● **YOUR OBJECTIVE**
Reproduce the records below, swapping "shelf-audit checker" for "stock-count checker" at every occurrence and leaving everything else unchanged.

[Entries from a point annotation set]
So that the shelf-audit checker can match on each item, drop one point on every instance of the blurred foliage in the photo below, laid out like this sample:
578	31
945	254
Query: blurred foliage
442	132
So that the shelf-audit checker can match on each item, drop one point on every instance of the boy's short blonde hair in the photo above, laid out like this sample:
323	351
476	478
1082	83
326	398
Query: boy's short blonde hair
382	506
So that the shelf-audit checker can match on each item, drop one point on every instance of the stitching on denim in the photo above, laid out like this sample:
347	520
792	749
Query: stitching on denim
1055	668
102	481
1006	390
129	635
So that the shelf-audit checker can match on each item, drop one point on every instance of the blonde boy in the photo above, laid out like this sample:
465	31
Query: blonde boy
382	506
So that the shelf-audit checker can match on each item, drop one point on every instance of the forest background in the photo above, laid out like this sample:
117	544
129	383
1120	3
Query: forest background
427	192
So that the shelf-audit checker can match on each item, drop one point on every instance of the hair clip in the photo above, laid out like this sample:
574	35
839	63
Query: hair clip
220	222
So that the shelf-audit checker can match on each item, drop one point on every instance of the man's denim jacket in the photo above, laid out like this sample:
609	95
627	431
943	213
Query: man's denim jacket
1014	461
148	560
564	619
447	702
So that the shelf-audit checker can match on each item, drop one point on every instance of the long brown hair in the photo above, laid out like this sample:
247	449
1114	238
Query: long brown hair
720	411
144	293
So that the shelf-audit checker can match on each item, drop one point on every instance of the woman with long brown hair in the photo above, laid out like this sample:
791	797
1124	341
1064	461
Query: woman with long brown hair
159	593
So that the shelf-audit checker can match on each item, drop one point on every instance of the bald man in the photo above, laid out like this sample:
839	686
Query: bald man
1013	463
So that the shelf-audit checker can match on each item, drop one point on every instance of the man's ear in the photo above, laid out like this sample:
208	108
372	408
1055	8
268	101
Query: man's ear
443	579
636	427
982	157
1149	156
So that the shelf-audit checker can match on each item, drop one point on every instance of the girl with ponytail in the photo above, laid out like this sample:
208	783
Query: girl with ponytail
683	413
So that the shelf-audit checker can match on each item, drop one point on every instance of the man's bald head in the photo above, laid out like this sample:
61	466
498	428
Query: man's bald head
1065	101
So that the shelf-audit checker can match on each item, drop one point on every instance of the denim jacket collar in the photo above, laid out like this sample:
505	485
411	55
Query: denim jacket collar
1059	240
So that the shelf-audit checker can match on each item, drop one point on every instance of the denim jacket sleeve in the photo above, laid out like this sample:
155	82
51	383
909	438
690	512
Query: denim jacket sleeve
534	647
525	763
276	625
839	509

● **ANSWER FOR THIS EXERCISE**
So that the stock-count checker can match on each item, drop one point on every instance of the blurred foliage in the photo below, laid out like this sample:
578	31
945	254
Query: blurred foliage
442	132
So that the stock-count checker can match on each item, drop one point on every instance of the boy's short blonde hair in the photo above, laid out like this sample:
323	351
476	478
1082	83
326	398
Query: boy's short blonde hair
382	506
So that the stock-count checker can match on each item, drop one point on every instance of the stitching on denim in the photo above, laid out like this sample:
347	520
792	749
Query: stitching on denim
1055	668
102	481
1006	390
129	635
So that the stock-count checker can match on each item, drop one point on every instance of the blonde boy in the photo above, laid out like this sample:
465	31
Query: blonde boy
382	506
So that the stock-count checker can match on each item, drop one point on every instance of the forest background in the photo above, laid out like this sample:
117	544
129	383
1120	3
Query: forest background
427	192
So that the stock-count checker can match on each item, drop one point on every instance of the hair clip in the photo above, laid out like this sample:
574	35
839	63
Query: hair clip
220	222
So that the stock-count checker can match on each item, drop one point on every instance of the man's denim jacket in the photo above, laid out like this sample:
609	95
627	431
943	213
Query: man's denim jacket
1014	461
148	560
564	619
447	702
So that the stock-count checker can match on each item, drop one point on every instance of the long brown hair in the photo above, laid out like this sample:
247	449
1114	238
Query: long brown hair
720	411
144	293
So that the stock-count checker can match on each item, drop one point on every instance of the woman with long brown hair in the photo above, laid out like this sample:
791	797
1124	341
1064	461
Query: woman with long brown hair
159	593
So that the stock-count checker can match on each item, drop one point on every instance of the bald man in the photo above, laid out like this sample:
839	686
Query: bald man
1013	463
So that the stock-count checker can match on each item, drop one point on every instance of the man's ear in the photo above, laid out like this sample:
208	108
372	408
1055	8
268	101
Query: man's ear
443	579
636	427
982	157
1149	156
So that the stock-count checker can match on each item, drop one point on every instance of the girl with ponytail in the photo above, laid out like this sample:
208	783
Query: girl with ponytail
683	413
So that the stock-count checker can match on each item, drop one point on every instance of the man's bald head in the photo above, laid out like this sample:
61	466
498	428
Query: man's bald head
1065	101
So that the stock-count checker can match on each item, drop one point on every instance of the denim jacket collar in the photo above, laid out like this sample:
505	485
411	55
Query: denim jacket collar
1059	240
So that the stock-count checker can match on each item, drop one point on every instance of the denim jacket sleeve in the photo above, laid out like this sample:
155	82
51	383
909	438
690	512
Query: denim jacket sleeve
534	647
525	763
276	625
839	509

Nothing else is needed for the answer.